:: OBJECTIVE ::
Continue the mailing-list message about the stalling MPI master/slave code from the point where it stops.

:: EXCERPTED PASSAGE ::
—————

Sorry for the long delay -- I switched mail clients and just found a
bunch of mail that my new client hid from me. :-(

So when you run the master on a different node from any of the
slaves, you still have this problem?

I could understand if the master was on a node that was overloaded
(e.g., 1 master + 2 slaves on a dual processor machine), but if the
master is on a node by itself, this behavior would surprise me.

Are you using any kind of scheduler? Do you know that the master is
running on an otherwise-idle node?

On Dec 7, 2005, at 9:55 AM, Douglas Vechinski wrote:

>
> I'm having a problem with some apparent stalling on one platform
> and not
> another. First let me give some background on the code. I have a
> code
> that uses a master/slave design. Basically one master and several
> slaves. The slaves work independently of one another. There is no
> communication between the slaves. Slave just communicate with master,
> stating that they are ready for something to work on. They send a
> message to the master (who is waiting in a MPI_WAITANY). When the
> master receives a message, it determines what slave is requesting work
> and sends them the index of the next item to be worked on and goes
> back
> to the MPI_WAITANY statement.

—————

:: RECORDS SUPPLIED ::
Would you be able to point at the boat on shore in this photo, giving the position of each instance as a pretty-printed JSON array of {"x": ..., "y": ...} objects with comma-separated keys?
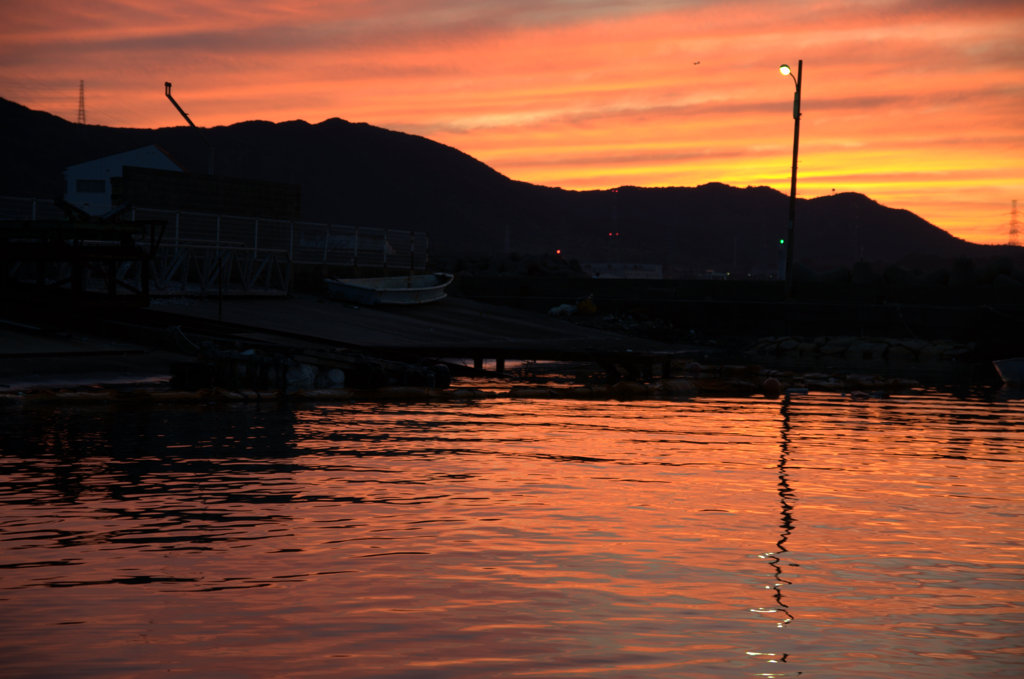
[
  {"x": 404, "y": 290},
  {"x": 1011, "y": 370}
]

—————

:: EXERCISE ANSWER ::
>
> I developed and tested this application using several Linux
> machines on
> our local office LAN. Different flavors/versions of Linux were
> used but
> all had LAM 7.1.1 on them. The code seems to be working fine here.
>
> However, the system where this code will be exercised a lot is a
> Beowulf
> cluster with 8 nodes and 2 processors per node. I would say this
> cluster is not really a Beowulf cluster anymore since the bproc is not
> running or installed. It really represents 8 separate "PC's"
> mounted on
> a rack connected by ethernet with a single keyboard and monitor. LAM
> 7.0.4 is present on this machine. A common filesystem is mounted
> across
> the nodes. I now observe the following behavior for my parallel code.
>
> After the master and slave go the their initial setup, the slaves
> send
> their initial request to the master. The master handles one or two of
> the requests. These one or two slaves get their info and begin to
> work. All the other slaves are setting idle. Even though they have
> sent their request and the master is sitting at the MPI_WAITANY call.
> Not until the first one or two slaves finish their current task, which
> can be from a few minutes to tens of minutes, and request the next
> item
> to work on, do the other slaves receive their direction from the
> master. Then if the slaves that ran first, finish sooner and get the
> next item, the other slaves stall after finishing their current task.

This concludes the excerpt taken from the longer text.